> Extract provided:
+ + +

Reducing variability in MASH assessment

A critical challenge in MASH clinical trials has been the high variability in histological assessments. Even expert pathologists frequently disagree on the severity of inflammation or scarring in biopsy samples, making it difficult to reliably measure treatment efficacy.

According to the EMA’s Committee for Medicinal Products for Human Use (CHMP), evidence demonstrates that AIM-NASH biopsy readings, verified by one expert pathologist, can reliably determine MASH disease activity with less variability than the current standard, which typically requires consensus among three independent pathologists.

The qualification findings indicate that the AI-assisted approach is superior to manual pathologist scoring for hepatocellular ballooning and lobular inflammation—two particularly challenging aspects of MASH assessment—and non-inferior for steatosis and fibrosis evaluation.

“The tool is an aid to a single central pathologist that is to be used for enrolment/inclusion of patients into clinical phase 2 and phase 3 trials in MASH as well as for the evaluation of the study outcomes (primary or secondary) in case this is intended to be based on histology evaluation,” states the EMA qualification document.

Enhancing clinical trial efficiency

The AIM-NASH system is expected to improve both the reliability and efficiency of clinical trials for new MASH treatments. By reducing variability in measuring disease activity, researchers may obtain clearer evidence on treatment benefits with fewer patients. This could ultimately accelerate the delivery of effective treatments to patients.

+ + +

> Records provided:
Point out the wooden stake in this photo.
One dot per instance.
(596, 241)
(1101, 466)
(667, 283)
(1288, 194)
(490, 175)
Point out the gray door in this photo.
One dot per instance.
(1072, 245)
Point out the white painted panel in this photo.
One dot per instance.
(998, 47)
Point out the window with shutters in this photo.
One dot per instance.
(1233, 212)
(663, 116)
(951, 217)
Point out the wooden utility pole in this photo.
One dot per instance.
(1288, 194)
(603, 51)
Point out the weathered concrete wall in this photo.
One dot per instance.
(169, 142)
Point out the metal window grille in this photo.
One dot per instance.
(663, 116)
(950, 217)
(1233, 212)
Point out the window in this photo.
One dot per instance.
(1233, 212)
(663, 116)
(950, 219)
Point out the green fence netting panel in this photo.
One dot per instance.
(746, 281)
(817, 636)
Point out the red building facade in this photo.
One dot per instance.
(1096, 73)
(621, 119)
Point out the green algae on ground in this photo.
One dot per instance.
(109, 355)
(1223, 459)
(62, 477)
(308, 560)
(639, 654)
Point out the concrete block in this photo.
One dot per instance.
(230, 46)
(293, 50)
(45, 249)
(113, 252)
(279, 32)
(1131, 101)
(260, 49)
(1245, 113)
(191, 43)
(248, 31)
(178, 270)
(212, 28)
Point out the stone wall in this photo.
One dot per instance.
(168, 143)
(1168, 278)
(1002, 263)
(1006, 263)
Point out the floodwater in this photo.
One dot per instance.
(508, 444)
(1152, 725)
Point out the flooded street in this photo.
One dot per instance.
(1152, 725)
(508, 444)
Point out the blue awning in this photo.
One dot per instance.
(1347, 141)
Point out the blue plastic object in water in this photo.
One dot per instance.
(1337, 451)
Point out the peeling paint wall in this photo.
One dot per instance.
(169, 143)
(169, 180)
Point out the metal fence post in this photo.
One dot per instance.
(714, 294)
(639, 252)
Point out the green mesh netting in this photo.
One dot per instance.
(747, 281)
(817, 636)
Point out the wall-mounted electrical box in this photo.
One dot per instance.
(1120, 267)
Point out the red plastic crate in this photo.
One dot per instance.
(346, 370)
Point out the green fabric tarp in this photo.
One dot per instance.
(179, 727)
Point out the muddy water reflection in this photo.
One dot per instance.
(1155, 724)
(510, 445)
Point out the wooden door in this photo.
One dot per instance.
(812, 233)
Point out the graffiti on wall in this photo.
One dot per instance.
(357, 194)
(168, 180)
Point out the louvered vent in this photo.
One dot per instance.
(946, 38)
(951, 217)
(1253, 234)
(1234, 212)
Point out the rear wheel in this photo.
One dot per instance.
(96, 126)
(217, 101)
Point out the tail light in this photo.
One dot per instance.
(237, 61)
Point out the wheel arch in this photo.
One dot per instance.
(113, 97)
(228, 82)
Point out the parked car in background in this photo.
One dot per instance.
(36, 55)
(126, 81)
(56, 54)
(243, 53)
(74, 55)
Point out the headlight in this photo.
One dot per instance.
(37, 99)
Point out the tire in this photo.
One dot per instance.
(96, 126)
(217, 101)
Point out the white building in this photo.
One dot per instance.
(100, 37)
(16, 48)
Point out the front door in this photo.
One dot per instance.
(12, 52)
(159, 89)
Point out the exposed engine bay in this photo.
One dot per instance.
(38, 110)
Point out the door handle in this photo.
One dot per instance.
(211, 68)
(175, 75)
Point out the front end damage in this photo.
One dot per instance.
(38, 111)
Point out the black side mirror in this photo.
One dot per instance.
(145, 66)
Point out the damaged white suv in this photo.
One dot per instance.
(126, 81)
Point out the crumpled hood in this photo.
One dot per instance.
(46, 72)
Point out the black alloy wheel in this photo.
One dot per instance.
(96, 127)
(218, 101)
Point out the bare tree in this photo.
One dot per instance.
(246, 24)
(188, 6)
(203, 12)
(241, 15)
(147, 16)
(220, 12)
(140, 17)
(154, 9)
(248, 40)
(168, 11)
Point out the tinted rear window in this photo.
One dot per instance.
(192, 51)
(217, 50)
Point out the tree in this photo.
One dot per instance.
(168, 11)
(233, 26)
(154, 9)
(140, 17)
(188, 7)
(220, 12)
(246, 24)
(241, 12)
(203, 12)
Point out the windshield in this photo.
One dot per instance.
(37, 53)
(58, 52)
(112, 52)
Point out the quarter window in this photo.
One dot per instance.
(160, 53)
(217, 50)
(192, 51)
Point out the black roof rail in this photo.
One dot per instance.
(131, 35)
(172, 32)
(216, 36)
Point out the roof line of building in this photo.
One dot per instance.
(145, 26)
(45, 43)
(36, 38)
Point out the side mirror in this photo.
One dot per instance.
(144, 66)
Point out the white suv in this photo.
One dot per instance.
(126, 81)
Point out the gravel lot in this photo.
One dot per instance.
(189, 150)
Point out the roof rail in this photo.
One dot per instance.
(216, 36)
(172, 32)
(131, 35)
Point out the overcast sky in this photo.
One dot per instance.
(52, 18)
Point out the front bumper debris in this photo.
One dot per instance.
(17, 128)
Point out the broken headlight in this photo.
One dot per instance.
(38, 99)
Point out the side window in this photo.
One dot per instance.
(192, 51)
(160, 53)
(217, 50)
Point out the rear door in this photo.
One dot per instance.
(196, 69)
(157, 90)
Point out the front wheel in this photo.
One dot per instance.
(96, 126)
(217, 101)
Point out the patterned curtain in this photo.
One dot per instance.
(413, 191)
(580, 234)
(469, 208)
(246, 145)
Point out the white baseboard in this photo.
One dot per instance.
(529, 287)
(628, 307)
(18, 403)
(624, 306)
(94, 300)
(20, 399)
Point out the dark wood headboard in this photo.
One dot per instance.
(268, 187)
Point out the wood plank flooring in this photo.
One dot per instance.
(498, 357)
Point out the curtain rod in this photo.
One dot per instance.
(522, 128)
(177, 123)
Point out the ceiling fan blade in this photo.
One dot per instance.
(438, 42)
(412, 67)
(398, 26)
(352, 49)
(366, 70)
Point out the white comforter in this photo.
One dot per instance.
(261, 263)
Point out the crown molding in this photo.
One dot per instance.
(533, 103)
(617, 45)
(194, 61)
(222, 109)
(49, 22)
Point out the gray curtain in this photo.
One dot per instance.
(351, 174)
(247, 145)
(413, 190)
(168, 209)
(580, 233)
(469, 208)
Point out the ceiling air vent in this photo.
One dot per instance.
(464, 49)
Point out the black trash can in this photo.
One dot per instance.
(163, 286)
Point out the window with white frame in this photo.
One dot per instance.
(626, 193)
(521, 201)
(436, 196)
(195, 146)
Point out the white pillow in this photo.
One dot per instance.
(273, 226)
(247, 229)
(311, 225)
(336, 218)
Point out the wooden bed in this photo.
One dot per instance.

+ + +

> Tasks:
1. In the text on MASH assessment, for which two aspects was the AI-assisted approach found superior to manual pathologist scoring?
2. Continue the text on MASH assessment after its final sentence.
The items are separate material and have no connection to the text on MASH assessment.

> Response list:
1. Hepatocellular ballooning and lobular inflammation.

2.
The qualification opinion specifies that “the pathologist will review the output of AIM-NASH and take an active role in its interpretation by accepting or rejecting each of the NAS components and fibrosis stage, after confirming sample evaluability and determining the presence of any additional findings.”

Importantly, the tool is not intended to replace pathologist expertise but rather supplement it. The pathologist maintains final decision-making authority, with the AI serving as a support tool to enhance consistency.

Technical validation and performance

The AIM-NASH tool underwent extensive validation through multiple studies, including standalone analytical verification, integrated analytical verification, platform validation, overlay validation, and clinical validation.

In clinical validation studies involving over 1,500 cases, AIM-NASH demonstrated weighted kappa values of 0.677 for steatosis, 0.419 for lobular inflammation, 0.563 for hepatocellular ballooning, and 0.653 for fibrosis when compared to the ground truth consensus. These results were either non-inferior or superior to independent manual reads by pathologists.

The system’s reproducibility was also evaluated, with agreement rates between AIM-NASH scoring on slides scanned by different operators and scanners exceeding 85% for hepatocellular ballooning and approaching this threshold for other NASH components.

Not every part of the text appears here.